**What you should do:**
Count the lines in the rows below that contain the string "conifer". Reply with the number alone.

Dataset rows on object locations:
===============
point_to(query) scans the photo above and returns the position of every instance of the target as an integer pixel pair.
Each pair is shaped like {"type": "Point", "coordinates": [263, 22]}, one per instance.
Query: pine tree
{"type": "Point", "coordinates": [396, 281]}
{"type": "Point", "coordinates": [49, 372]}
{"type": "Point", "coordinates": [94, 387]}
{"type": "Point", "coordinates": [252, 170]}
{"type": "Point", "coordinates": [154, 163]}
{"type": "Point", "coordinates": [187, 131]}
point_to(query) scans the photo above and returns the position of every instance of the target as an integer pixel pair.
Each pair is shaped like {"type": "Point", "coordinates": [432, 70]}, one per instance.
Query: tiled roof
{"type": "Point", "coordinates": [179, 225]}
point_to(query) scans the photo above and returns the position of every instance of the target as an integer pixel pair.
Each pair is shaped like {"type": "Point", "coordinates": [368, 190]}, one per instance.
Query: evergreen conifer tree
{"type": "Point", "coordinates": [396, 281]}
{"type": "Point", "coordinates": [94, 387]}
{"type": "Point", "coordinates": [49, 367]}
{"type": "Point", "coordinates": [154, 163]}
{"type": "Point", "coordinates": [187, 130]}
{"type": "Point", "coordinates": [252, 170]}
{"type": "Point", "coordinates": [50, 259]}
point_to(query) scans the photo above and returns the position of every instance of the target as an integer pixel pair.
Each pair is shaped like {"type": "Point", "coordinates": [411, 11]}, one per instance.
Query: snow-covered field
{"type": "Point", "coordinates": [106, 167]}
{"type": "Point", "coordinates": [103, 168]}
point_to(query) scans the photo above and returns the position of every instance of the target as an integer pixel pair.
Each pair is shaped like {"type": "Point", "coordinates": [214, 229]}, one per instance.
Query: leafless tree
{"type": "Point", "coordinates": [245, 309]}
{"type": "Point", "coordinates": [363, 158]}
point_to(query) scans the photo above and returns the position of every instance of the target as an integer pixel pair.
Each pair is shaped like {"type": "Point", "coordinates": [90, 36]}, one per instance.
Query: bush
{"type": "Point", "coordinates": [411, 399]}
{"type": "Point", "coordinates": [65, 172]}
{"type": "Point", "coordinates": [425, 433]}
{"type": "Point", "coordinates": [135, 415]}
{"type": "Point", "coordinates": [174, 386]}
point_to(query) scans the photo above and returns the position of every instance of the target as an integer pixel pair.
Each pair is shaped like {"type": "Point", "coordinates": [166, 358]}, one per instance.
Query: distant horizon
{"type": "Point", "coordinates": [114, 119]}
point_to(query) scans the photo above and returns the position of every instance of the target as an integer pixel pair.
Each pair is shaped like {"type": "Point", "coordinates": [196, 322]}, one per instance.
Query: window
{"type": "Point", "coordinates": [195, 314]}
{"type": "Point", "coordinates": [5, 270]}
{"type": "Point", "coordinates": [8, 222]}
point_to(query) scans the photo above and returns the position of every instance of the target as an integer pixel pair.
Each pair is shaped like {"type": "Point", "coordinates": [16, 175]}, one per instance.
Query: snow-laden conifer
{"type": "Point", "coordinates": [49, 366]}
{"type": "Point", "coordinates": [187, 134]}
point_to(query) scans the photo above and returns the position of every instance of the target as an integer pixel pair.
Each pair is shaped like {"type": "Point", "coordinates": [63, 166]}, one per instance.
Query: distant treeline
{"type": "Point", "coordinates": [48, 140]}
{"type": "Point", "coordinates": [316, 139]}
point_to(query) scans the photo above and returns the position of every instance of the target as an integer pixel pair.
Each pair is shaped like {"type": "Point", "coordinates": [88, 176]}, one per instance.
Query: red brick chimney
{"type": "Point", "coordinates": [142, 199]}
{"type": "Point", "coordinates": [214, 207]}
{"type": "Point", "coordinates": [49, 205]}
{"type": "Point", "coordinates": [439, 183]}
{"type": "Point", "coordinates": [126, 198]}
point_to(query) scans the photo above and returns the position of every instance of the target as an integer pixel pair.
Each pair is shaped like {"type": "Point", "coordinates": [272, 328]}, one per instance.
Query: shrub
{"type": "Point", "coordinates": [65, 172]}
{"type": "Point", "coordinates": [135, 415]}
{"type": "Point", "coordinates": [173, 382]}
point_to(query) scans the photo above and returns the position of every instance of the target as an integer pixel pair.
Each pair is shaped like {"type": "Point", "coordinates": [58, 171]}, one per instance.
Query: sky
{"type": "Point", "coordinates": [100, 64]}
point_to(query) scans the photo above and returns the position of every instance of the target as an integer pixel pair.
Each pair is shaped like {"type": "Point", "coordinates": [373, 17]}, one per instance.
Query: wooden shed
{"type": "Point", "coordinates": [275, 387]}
===============
**Result of this task:**
2